→ **Exercise input**:
* BEGIN *

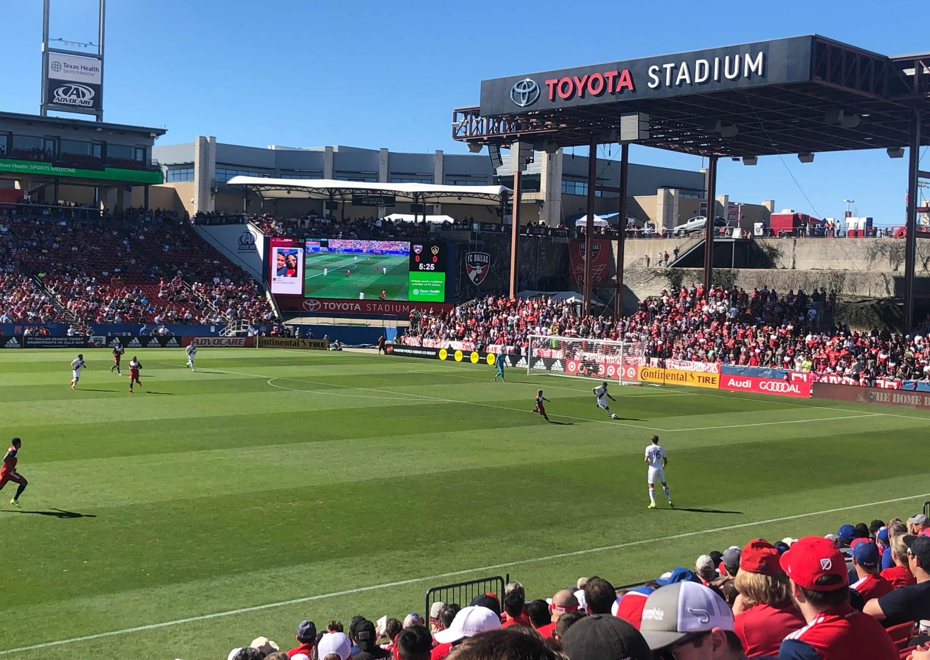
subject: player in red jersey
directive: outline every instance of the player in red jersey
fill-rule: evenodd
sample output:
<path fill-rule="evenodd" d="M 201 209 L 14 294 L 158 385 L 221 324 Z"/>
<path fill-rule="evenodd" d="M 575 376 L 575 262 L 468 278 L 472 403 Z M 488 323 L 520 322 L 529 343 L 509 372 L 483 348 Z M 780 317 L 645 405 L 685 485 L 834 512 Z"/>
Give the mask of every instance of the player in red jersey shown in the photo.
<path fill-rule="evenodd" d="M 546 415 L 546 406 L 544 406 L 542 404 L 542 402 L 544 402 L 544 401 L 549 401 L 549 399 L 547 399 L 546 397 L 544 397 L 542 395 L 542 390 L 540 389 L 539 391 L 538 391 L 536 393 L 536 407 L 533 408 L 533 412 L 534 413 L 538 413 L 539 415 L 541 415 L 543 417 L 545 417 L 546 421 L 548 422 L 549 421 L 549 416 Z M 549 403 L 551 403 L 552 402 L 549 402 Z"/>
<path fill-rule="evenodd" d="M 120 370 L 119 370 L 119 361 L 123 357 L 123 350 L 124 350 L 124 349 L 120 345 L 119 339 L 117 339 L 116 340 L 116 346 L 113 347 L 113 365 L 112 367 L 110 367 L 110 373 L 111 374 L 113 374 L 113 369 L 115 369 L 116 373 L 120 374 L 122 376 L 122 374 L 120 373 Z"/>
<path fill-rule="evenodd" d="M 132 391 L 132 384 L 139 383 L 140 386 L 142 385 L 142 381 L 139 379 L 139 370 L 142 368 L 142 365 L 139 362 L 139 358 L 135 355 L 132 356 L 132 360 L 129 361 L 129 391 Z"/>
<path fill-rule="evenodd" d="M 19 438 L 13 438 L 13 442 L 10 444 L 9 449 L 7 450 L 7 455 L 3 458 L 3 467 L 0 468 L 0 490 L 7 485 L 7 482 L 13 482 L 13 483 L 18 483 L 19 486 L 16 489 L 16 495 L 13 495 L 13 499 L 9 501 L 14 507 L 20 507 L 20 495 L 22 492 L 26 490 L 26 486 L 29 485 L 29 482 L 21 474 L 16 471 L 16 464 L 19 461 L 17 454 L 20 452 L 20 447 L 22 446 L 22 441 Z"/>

* END *

→ **Work to complete**: Turn the material into a Markdown table with the columns Row and Line. Start at its first line, stop after the line that contains "201 209 L 14", number the rows in order, skip blank lines, and leave the pictures out.

→ **Completed exercise**:
| Row | Line |
|---|---|
| 1 | subject: player in red jersey |
| 2 | directive: outline every instance of the player in red jersey |
| 3 | fill-rule: evenodd |
| 4 | sample output: |
| 5 | <path fill-rule="evenodd" d="M 201 209 L 14 294 L 158 385 L 221 324 Z"/> |